▶ _Set task_
Only the lines from the line containing "For every instance of the woman in red" to the end of the entries should be repeated, exactly as they appear.

▶ _Material to process_
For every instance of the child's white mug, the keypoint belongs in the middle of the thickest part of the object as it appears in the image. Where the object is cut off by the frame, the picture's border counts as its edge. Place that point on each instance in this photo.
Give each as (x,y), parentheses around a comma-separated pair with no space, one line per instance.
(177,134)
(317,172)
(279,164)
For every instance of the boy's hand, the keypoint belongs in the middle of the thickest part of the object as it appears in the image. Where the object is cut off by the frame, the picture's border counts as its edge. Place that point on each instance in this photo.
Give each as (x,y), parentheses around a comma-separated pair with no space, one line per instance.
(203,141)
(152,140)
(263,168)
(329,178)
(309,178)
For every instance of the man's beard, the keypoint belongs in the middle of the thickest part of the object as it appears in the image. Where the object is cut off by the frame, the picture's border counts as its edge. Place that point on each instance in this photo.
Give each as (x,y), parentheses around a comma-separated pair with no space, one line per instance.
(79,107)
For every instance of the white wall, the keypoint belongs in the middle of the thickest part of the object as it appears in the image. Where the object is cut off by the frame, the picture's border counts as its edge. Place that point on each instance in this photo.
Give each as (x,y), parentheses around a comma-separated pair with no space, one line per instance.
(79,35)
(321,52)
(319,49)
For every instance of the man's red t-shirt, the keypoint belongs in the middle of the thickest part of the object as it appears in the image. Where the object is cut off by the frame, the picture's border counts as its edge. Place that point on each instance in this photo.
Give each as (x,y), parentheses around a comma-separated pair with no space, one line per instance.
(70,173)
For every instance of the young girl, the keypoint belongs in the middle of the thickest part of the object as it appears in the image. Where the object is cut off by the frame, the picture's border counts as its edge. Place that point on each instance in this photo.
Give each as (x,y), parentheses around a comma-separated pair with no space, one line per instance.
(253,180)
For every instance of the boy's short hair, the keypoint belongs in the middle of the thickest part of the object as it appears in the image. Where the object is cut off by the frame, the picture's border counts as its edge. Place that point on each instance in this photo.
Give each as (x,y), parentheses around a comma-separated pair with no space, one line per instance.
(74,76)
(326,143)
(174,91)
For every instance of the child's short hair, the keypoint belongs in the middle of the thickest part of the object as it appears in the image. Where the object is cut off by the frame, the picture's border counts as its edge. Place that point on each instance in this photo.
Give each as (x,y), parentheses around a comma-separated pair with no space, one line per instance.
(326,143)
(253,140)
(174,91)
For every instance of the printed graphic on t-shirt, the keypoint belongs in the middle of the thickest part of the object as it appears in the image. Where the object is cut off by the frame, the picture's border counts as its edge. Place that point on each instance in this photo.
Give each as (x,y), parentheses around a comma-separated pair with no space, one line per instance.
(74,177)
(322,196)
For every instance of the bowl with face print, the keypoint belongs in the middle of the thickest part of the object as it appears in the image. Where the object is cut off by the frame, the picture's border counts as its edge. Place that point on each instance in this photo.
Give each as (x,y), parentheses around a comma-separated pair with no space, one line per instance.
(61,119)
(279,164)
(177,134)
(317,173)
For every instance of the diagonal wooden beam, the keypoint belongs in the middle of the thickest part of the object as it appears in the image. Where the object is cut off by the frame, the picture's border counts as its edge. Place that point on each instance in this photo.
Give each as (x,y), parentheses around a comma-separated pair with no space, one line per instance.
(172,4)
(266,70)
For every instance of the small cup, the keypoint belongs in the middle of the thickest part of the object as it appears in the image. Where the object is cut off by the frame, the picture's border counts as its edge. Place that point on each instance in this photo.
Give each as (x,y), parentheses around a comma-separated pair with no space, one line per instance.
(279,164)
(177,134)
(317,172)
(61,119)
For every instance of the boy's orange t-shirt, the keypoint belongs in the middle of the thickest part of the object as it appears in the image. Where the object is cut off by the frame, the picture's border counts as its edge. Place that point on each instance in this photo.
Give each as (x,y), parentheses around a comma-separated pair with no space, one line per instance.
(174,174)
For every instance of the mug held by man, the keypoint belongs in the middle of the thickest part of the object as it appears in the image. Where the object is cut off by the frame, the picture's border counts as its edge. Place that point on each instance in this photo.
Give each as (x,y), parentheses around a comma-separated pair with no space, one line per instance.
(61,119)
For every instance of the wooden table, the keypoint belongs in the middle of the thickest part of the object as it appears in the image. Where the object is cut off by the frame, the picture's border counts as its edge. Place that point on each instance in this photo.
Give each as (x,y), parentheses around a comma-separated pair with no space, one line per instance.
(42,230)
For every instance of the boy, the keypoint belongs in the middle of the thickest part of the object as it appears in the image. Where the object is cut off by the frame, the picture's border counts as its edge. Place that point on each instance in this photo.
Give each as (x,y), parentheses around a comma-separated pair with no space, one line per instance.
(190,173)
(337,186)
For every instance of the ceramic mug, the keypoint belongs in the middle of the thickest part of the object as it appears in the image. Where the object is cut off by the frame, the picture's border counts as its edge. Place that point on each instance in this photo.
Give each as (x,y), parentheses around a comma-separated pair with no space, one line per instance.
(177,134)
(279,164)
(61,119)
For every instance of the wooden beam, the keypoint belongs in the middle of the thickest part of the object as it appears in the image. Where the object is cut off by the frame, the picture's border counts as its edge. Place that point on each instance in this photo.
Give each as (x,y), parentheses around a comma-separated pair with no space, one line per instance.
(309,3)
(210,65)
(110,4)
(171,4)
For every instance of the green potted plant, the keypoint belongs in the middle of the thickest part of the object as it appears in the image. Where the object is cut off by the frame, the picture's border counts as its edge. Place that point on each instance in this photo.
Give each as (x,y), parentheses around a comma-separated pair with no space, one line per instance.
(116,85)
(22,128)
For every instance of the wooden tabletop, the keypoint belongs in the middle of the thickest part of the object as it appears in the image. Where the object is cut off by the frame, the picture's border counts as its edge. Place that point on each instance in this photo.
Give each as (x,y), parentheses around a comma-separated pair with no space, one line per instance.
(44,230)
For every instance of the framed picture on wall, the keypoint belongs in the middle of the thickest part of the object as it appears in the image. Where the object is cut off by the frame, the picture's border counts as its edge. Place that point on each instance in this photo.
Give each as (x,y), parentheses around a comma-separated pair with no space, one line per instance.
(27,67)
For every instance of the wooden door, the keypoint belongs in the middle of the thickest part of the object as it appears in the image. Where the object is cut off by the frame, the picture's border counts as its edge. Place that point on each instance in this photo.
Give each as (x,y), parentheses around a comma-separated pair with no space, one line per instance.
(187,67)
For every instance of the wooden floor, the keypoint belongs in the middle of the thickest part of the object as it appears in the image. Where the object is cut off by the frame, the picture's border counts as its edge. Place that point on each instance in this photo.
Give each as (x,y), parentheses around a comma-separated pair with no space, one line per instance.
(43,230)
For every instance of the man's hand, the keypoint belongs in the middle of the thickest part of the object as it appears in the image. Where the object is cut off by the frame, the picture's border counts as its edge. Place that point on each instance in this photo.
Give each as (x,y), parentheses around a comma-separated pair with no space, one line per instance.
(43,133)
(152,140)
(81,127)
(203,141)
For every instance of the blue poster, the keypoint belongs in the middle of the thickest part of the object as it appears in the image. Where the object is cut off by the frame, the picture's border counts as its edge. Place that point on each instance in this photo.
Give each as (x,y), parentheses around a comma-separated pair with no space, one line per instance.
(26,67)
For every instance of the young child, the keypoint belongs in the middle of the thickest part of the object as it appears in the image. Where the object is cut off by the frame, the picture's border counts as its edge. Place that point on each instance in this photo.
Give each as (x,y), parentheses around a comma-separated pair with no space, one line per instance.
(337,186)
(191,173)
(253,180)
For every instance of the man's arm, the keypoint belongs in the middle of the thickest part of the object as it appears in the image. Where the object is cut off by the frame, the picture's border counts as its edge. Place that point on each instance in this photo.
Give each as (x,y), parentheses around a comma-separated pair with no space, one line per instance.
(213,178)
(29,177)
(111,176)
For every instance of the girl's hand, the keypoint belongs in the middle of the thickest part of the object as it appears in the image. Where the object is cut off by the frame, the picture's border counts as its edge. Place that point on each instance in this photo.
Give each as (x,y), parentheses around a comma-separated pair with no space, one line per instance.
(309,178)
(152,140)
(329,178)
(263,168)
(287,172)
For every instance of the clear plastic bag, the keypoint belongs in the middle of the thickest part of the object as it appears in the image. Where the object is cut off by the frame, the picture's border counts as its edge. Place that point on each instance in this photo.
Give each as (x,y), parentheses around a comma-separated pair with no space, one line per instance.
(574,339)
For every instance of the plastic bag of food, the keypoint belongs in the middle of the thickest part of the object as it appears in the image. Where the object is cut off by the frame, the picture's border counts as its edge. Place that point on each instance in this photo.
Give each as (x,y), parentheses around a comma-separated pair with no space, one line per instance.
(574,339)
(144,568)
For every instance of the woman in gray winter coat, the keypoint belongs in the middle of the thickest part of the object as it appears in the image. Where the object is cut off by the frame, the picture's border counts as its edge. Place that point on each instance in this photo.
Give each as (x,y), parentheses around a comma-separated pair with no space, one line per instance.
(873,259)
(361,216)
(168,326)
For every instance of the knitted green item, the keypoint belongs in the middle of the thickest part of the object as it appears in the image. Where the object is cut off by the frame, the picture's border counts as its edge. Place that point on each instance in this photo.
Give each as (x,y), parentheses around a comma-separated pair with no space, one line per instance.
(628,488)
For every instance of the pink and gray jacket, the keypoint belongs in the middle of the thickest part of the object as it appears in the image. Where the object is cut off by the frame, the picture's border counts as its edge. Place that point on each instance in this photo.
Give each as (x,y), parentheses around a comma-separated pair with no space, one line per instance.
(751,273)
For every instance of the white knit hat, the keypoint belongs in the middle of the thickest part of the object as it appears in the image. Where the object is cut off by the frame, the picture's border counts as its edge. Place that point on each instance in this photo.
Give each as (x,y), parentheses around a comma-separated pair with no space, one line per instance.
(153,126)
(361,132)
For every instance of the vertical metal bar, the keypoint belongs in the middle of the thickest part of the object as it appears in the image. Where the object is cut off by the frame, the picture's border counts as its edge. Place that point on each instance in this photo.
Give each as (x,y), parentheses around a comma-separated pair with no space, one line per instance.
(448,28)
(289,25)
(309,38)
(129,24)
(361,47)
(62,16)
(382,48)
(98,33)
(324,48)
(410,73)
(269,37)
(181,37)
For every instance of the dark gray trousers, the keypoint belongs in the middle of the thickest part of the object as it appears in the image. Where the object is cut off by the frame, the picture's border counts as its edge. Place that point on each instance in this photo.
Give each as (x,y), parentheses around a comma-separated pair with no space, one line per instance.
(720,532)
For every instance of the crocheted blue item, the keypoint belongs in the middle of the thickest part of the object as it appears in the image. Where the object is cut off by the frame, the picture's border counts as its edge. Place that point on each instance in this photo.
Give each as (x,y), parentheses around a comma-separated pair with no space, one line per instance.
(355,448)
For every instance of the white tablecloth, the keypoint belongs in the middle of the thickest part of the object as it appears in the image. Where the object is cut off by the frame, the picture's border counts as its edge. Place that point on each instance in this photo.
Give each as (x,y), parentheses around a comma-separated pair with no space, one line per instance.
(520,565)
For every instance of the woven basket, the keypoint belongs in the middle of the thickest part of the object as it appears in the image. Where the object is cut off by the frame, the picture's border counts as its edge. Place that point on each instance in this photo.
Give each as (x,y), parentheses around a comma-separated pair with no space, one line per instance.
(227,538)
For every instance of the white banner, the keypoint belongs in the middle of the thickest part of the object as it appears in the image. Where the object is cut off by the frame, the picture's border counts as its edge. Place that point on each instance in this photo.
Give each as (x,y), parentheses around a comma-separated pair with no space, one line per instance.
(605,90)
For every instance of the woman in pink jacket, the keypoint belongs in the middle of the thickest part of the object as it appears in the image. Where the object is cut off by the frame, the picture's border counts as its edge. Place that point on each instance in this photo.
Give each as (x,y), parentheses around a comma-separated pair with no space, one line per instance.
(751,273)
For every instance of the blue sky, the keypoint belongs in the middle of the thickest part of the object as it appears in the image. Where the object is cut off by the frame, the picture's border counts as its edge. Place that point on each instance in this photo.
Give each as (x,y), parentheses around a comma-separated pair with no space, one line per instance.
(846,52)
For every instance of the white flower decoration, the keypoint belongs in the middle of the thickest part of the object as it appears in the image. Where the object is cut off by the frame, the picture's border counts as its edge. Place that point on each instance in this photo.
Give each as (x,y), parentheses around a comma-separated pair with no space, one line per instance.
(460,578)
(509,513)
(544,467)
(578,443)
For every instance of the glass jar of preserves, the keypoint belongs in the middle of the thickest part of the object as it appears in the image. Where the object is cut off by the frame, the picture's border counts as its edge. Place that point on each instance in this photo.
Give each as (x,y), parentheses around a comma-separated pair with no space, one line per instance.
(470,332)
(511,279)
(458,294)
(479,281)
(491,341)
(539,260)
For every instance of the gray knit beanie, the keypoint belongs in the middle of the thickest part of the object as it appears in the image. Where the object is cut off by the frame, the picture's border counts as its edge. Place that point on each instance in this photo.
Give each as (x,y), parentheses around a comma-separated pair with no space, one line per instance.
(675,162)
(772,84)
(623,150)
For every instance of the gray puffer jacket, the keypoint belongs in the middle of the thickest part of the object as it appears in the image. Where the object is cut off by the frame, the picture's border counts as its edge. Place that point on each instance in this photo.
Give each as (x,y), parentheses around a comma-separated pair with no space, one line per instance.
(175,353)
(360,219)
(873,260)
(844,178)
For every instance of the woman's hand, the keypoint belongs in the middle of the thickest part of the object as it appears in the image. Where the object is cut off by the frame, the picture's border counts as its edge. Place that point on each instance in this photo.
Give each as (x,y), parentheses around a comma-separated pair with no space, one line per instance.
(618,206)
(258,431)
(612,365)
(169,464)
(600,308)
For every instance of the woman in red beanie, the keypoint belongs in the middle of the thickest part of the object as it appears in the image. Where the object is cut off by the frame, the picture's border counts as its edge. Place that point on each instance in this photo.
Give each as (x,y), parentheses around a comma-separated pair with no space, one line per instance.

▶ _The result_
For every instance of the woman in red beanie, the keypoint belongs in the middle of the thickest part of the object as it appears in the image. Where the object is cut off by the frame, the picture's border counts as its edge. Place that point on each instance in this photo.
Give each as (x,y), parentheses around a comma-separated pair with no space, one line per instance.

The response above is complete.